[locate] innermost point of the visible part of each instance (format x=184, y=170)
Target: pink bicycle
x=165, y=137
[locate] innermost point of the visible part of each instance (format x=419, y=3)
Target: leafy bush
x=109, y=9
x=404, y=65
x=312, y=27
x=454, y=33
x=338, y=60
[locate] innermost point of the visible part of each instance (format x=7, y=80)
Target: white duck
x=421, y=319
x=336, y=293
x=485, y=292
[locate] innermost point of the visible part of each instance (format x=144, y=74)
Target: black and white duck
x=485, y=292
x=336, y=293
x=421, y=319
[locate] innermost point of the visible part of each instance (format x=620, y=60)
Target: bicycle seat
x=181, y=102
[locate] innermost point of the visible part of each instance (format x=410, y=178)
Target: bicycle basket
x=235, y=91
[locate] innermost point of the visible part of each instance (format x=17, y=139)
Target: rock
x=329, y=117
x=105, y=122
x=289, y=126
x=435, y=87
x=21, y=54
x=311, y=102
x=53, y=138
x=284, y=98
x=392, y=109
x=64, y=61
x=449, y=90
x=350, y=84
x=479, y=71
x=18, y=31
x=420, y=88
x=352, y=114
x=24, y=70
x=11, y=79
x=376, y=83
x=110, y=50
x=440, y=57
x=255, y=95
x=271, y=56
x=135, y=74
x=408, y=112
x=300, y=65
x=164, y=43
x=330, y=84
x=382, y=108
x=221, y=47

◇ ◇ ◇

Job – Copy the records above word for word, keeping every line as it stands.

The reply –
[locate] innermost point of the visible part of each instance (format x=184, y=170)
Target: pink bicycle
x=165, y=137
[locate] innermost point of the visible part of each instance (format x=419, y=3)
Target: leafy bush
x=109, y=9
x=404, y=65
x=312, y=27
x=454, y=33
x=338, y=60
[locate] innermost point of the visible part of each instance (format x=7, y=80)
Target: white duck
x=421, y=319
x=336, y=293
x=485, y=292
[locate] innermost point of the visible part of each instance (format x=144, y=74)
Target: black and white duck
x=485, y=292
x=336, y=293
x=421, y=319
[locate] innermost point of the visible part of each instance (format x=620, y=60)
Target: bicycle seat
x=181, y=102
[locate] innermost point of the visible part of each instance (format x=410, y=178)
Target: bicycle basket
x=235, y=91
[locate] innermost point of the visible part of each instance (format x=17, y=139)
Target: rock
x=329, y=117
x=105, y=122
x=289, y=126
x=435, y=87
x=21, y=54
x=311, y=102
x=53, y=138
x=284, y=98
x=392, y=109
x=64, y=61
x=449, y=90
x=350, y=84
x=479, y=71
x=18, y=31
x=420, y=88
x=352, y=114
x=24, y=70
x=11, y=79
x=376, y=83
x=110, y=50
x=440, y=57
x=255, y=95
x=271, y=56
x=135, y=74
x=408, y=112
x=300, y=65
x=164, y=43
x=330, y=84
x=382, y=108
x=221, y=47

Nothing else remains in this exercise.